■ **Page excerpt**
-- -- --

Five Inspirational Books To Help Build Your Personal Brand

Reading recommendations to build your own personal brand

In my experience, these five books were fundamental to build and consolidate my personal brand.

In this list, you’ll learn everything from how to define your objectives to how to tell stories with your brand.  Each book offers the tools and inspiration you need to take your project to the next level.  Are you ready to start building the personal brand of your dreams?  Let’s get to it!

Sant Jordi – Book day

Last weekend was Sant Jordi, Book Day here in Spain, and browsing the stands at the fair I found myself going back and forth between business and design books, novels, and fantasy.

I’m usually a bit stressed out by Sant Jordi.  I tend to prefer taking myself to quiet bookshops, with time to go around all the shelves.  For me, reading and calm go hand in hand, a connection that can get a little bit broken during Sant Jordi.

On the other hand, submerging myself in a sea of curious people poring over the books does restore a bit of my faith that we’re still interested in reading, and in feeding our minds with something other than what’s fired at us from screens.

Inspired by the pick-and-mix of interests that took me from one stand to another, I wanted to offer you these book recommendations (I’ve already talked about one of them here before) that have helped me out with my personal brand.

Here are the books that helped me build my Personal Brand and clarify a lot of ideas:

The essence of my brand and moodboarding

How to Style Your Brand by Fiona Humberston

I never get tired of recommending this book, which was one of my biggest inspirations in developing the Creative Consultancies: how can we fully explore our brand, and what are the pillars we have to build to make a solid, stable base to grow harmoniously.

This book is a complete guide to helping you build your personal brand and think about its mission, aims, and targets.  Reading it, I learned to systematise all the information I needed to create a personal brand linked to my values and to connect with my audience.  It’s also full of practical examples and useful tools to turn creating a brand into a simple, creative process.

Find Your Artistic Voice by Lisa Congdon

Another little gem, which has turned Lisa Congdon into one of my creative references (by the way – she has another great book about creative practices, Art Inc., which I’d also recommend!).

-- -- --

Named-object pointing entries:

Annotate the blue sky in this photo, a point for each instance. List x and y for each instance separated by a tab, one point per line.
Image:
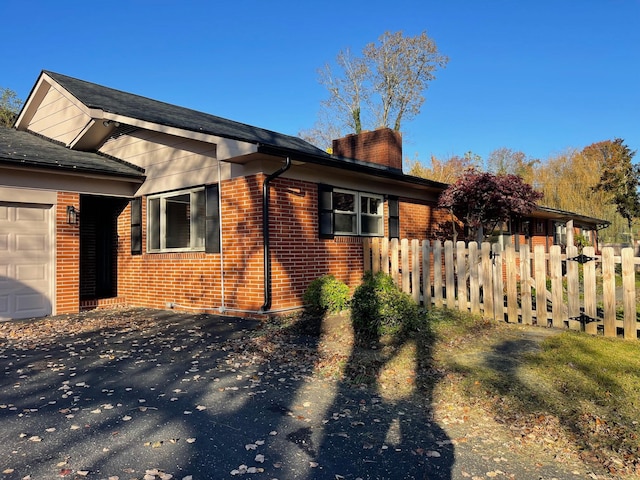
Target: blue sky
538	76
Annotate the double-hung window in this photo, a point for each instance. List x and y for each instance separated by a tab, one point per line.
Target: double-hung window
176	221
348	212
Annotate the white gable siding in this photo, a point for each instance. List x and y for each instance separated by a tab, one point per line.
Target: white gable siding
170	162
58	118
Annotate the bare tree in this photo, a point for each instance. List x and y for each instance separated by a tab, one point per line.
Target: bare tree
402	68
383	87
10	105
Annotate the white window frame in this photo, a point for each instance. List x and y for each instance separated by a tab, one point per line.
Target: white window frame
194	235
359	214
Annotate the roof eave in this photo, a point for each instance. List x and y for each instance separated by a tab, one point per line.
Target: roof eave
346	164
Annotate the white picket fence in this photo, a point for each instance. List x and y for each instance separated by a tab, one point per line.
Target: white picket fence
576	290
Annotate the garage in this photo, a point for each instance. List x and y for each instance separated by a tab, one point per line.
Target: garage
26	257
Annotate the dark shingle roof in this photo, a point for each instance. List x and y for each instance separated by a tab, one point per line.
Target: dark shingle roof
142	108
27	149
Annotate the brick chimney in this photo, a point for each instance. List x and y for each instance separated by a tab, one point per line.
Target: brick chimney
382	146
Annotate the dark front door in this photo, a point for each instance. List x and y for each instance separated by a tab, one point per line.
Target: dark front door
98	246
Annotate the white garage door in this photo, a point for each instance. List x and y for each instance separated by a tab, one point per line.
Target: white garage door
25	260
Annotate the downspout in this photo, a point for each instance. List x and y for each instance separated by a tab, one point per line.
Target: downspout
265	233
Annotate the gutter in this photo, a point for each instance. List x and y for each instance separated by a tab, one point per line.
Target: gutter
265	233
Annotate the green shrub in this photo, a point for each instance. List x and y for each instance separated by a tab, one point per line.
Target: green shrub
326	295
379	308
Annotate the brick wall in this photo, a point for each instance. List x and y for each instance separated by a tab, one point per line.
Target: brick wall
67	256
298	255
382	146
421	219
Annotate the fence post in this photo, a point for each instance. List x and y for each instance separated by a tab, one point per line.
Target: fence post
525	284
629	294
395	268
540	265
415	270
487	280
404	255
461	257
512	284
384	253
573	291
426	273
375	255
590	292
450	287
366	246
609	292
555	269
498	283
474	286
437	273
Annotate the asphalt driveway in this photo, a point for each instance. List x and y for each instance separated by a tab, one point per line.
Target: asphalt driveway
159	395
143	394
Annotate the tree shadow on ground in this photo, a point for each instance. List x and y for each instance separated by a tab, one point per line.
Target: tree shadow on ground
387	433
169	393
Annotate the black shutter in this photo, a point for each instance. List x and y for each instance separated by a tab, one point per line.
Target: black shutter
136	226
212	220
325	211
394	217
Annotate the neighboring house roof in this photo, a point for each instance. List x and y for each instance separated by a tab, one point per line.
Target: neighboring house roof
28	150
557	214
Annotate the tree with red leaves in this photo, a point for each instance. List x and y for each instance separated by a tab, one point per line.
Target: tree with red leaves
483	201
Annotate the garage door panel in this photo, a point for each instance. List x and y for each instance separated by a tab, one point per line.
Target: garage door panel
31	215
4	307
31	273
28	304
25	260
31	243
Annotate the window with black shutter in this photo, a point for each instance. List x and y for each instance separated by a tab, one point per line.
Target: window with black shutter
136	226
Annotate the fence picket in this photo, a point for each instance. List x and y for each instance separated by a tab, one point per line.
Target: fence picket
450	285
555	270
415	270
461	262
375	254
512	284
590	300
629	294
437	273
609	292
573	288
498	283
487	279
395	267
540	265
367	254
404	256
384	253
525	285
426	273
474	284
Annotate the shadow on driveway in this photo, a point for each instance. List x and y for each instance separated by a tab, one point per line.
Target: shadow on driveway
157	394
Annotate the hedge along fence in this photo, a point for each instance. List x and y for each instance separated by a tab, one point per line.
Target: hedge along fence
575	290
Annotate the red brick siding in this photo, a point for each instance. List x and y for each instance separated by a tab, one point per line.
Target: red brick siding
67	256
298	255
420	219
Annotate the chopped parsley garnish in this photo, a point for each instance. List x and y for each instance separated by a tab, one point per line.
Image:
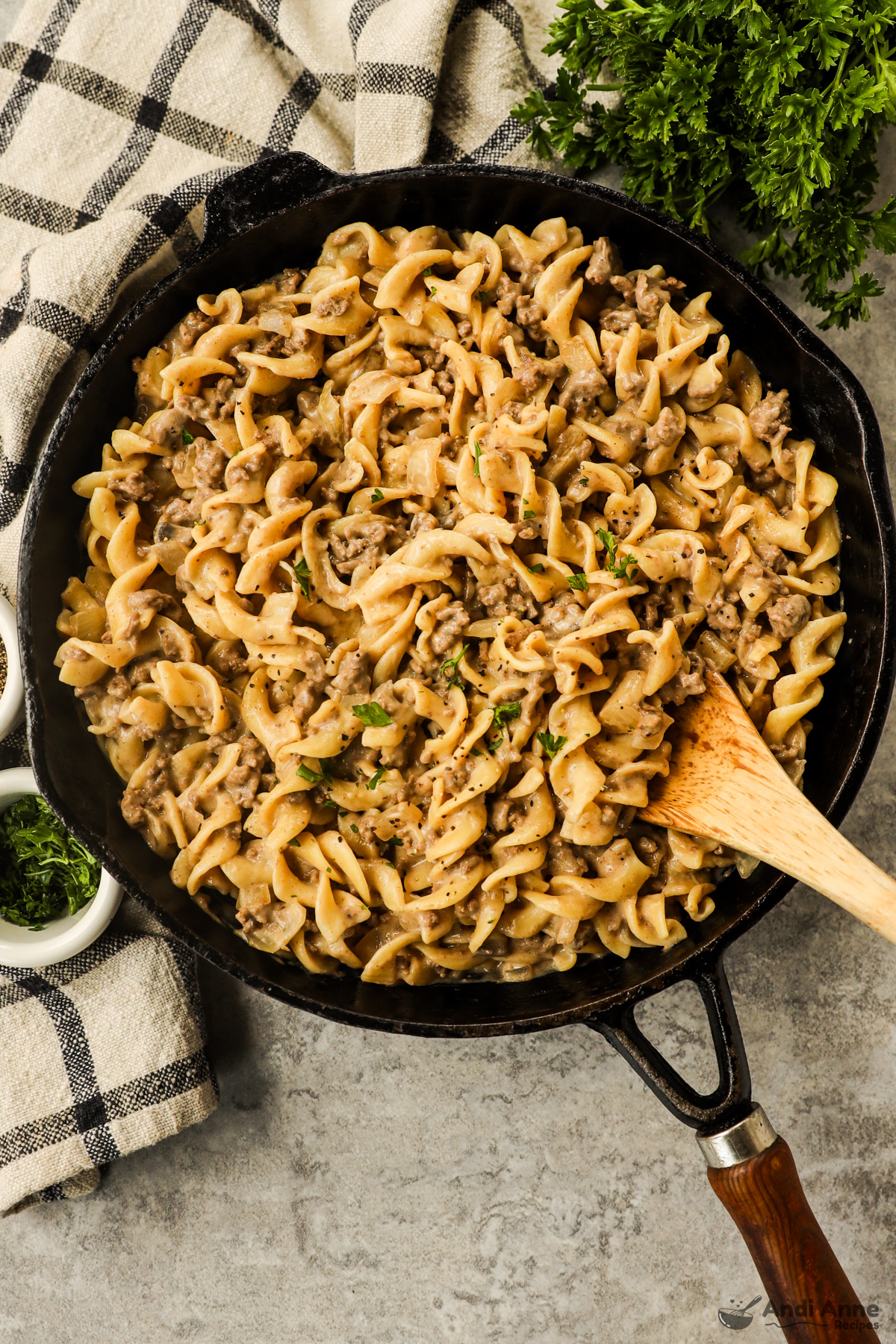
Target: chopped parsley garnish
45	873
551	744
373	715
302	576
452	665
501	715
620	569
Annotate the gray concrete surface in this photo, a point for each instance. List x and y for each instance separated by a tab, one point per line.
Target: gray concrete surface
359	1187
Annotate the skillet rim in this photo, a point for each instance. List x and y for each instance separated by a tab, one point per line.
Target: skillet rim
238	194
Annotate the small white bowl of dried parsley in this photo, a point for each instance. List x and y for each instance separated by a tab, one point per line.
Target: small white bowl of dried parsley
54	897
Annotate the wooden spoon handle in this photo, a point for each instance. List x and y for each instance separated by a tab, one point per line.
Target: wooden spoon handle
801	1275
818	855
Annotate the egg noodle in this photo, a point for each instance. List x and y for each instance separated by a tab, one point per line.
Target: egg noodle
398	576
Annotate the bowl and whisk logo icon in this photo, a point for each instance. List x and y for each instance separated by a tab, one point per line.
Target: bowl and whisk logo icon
738	1317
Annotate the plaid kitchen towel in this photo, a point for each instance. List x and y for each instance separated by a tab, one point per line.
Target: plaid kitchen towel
117	116
101	1055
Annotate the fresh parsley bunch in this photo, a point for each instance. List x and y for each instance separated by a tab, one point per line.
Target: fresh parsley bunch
780	105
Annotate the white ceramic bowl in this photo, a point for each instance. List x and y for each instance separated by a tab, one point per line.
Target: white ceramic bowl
13	700
60	939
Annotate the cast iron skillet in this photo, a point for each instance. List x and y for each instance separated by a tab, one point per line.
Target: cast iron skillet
277	213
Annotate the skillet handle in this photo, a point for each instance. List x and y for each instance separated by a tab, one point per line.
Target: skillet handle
806	1285
264	188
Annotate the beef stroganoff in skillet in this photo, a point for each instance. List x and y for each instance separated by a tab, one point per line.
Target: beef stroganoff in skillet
396	578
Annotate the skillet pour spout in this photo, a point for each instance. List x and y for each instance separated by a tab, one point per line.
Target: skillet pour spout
276	214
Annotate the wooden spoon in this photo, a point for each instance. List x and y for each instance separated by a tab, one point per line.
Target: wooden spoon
726	784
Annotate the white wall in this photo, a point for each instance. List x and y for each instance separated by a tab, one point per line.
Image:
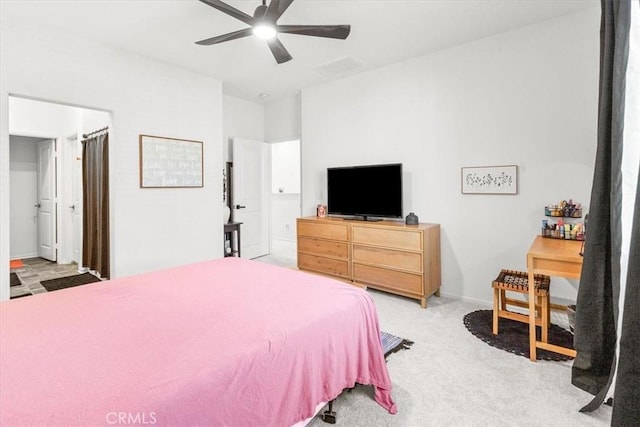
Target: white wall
242	119
41	119
282	119
283	123
527	97
285	167
150	228
24	195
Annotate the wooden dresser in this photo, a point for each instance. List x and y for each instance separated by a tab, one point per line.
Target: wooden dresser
385	255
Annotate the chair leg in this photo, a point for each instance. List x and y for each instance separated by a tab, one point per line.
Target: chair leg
496	297
546	317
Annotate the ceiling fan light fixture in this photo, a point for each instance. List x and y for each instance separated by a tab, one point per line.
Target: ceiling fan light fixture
264	31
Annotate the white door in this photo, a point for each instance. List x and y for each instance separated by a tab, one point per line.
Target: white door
250	195
76	200
46	200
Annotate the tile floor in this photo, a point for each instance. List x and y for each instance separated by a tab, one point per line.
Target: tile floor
35	270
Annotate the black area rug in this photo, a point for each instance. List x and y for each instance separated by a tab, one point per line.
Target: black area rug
392	343
14	280
69	281
514	336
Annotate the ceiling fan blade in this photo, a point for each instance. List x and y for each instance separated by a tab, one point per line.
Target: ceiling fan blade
330	31
230	10
226	37
278	50
276	9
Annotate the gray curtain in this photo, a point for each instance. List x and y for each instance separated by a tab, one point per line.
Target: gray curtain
626	397
598	292
95	191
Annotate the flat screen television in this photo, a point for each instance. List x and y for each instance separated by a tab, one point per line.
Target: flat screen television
370	192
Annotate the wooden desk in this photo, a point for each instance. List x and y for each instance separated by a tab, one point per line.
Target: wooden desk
553	257
230	229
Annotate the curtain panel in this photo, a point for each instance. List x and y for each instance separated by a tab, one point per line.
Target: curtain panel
599	290
95	222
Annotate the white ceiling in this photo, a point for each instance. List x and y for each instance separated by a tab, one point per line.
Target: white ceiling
382	32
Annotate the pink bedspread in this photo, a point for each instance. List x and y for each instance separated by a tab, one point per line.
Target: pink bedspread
227	342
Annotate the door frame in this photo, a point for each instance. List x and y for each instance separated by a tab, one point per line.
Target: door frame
265	198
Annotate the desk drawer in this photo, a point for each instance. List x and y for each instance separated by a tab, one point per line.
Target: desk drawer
323	265
390	238
323	247
391	279
387	257
323	230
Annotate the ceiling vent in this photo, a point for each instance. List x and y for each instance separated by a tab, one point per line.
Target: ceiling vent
340	67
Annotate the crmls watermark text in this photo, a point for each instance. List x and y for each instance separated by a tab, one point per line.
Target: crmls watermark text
131	418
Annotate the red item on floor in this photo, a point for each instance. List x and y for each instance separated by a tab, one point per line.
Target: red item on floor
15	263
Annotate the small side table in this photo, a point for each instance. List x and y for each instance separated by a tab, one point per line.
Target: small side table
232	234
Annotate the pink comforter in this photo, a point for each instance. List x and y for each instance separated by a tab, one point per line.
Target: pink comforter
226	342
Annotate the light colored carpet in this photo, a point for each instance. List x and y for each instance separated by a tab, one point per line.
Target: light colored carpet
451	378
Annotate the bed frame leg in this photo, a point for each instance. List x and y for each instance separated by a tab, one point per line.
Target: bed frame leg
329	416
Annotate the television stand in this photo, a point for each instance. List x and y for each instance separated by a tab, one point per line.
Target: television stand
386	255
366	218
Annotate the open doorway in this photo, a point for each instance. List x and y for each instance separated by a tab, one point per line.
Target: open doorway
285	200
46	178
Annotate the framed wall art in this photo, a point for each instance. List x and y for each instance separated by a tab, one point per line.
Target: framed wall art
170	162
490	180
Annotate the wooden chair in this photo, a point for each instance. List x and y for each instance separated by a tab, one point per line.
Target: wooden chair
518	281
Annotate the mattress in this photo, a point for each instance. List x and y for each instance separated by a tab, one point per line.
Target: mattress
224	342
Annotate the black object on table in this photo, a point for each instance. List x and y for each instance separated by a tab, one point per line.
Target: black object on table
232	235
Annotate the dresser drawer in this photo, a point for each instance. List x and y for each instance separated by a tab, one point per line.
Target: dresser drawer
396	280
323	230
389	238
388	258
323	247
323	265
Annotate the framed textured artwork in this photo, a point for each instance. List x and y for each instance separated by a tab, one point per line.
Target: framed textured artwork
170	162
490	180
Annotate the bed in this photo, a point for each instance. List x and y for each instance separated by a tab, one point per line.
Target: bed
224	342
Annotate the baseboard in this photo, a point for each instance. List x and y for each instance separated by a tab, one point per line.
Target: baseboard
23	256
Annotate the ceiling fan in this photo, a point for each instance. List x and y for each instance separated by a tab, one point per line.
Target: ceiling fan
264	25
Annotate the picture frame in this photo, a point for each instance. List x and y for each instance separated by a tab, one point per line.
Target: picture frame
490	180
170	162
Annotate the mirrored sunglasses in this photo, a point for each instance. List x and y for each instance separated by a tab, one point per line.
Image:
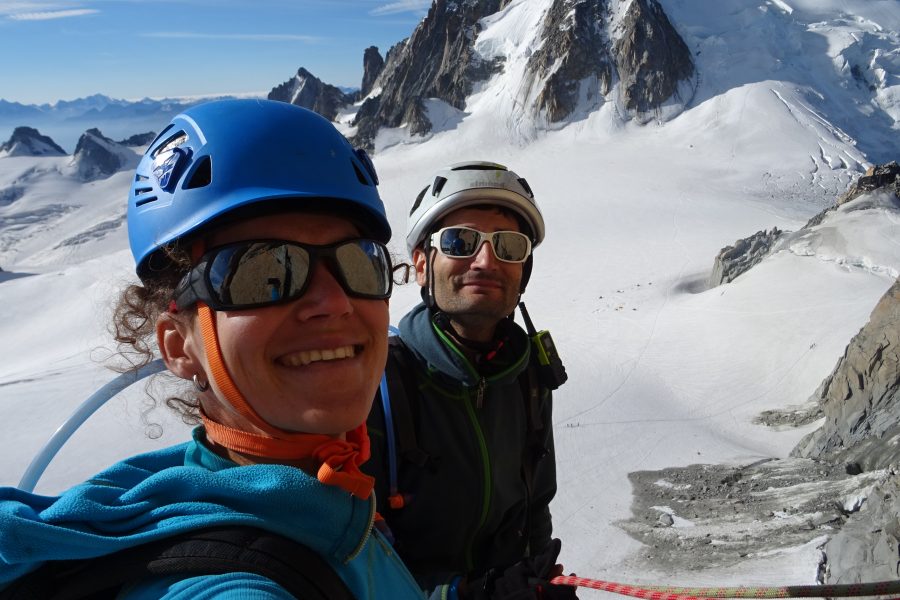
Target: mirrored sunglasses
258	273
464	242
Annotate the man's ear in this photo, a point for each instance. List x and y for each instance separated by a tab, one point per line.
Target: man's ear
177	345
420	262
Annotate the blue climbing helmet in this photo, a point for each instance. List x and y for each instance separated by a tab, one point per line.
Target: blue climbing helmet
220	156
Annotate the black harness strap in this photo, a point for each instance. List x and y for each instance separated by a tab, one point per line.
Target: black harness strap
228	549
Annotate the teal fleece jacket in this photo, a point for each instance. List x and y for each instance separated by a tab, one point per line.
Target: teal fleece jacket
470	507
185	487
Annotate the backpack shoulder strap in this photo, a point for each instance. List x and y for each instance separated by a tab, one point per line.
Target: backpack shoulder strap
295	567
399	419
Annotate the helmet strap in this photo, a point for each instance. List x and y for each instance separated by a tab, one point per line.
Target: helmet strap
427	290
526	273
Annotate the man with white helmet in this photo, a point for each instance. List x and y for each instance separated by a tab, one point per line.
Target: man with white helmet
462	442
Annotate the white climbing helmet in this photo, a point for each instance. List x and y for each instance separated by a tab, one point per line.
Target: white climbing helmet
469	184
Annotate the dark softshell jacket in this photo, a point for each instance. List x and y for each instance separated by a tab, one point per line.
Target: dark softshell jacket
469	508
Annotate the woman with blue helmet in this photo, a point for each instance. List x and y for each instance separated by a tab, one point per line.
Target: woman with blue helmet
259	239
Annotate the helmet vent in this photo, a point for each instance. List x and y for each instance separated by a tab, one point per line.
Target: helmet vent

-- -- --

Repeat the part of the personal branding book recommendations between "In my experience, these" and "Let’s get to it!", inclusive. The entries were taken from a separate source.

■ **The completed task**
In my experience, these five books were fundamental to build and consolidate my personal brand.

In this list, you’ll learn everything from how to define your objectives to how to tell stories with your brand.  Each book offers the tools and inspiration you need to take your project to the next level.  Are you ready to start building the personal brand of your dreams?  Let’s get to it!